● Material:
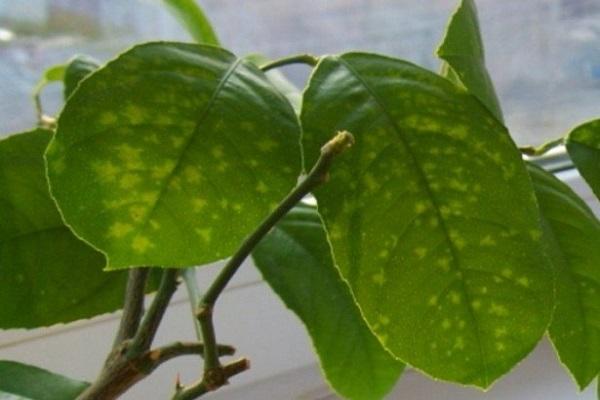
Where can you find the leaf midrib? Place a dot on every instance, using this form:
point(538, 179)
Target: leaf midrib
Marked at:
point(425, 184)
point(222, 82)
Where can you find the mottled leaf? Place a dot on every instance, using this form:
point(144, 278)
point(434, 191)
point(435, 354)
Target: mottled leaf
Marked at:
point(47, 275)
point(194, 20)
point(295, 259)
point(431, 216)
point(171, 154)
point(464, 59)
point(78, 68)
point(574, 238)
point(583, 145)
point(26, 382)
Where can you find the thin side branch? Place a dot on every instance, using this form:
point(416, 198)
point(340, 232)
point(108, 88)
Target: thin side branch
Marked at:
point(133, 307)
point(543, 149)
point(216, 375)
point(296, 59)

● Required task: Can you write out the data above again with each "Target" swapped for "Label", keeping everything else the same and omitting the pictures?

● Written response:
Where can you find the leaf midrib? Place a dot on every instance, using this form:
point(538, 179)
Label: leaf midrib
Marked at:
point(425, 184)
point(222, 82)
Where can you find the mottled leaf? Place a dot on every instance, using this form:
point(144, 278)
point(434, 191)
point(435, 354)
Label: mottled leaf
Marked at:
point(47, 275)
point(194, 20)
point(295, 259)
point(431, 216)
point(171, 154)
point(464, 59)
point(78, 68)
point(574, 238)
point(583, 145)
point(26, 382)
Where can you find the thin side branch? Place a dot on every instance, using this form:
point(416, 198)
point(340, 232)
point(108, 88)
Label: thin side branch
Marked at:
point(133, 307)
point(543, 149)
point(216, 375)
point(296, 59)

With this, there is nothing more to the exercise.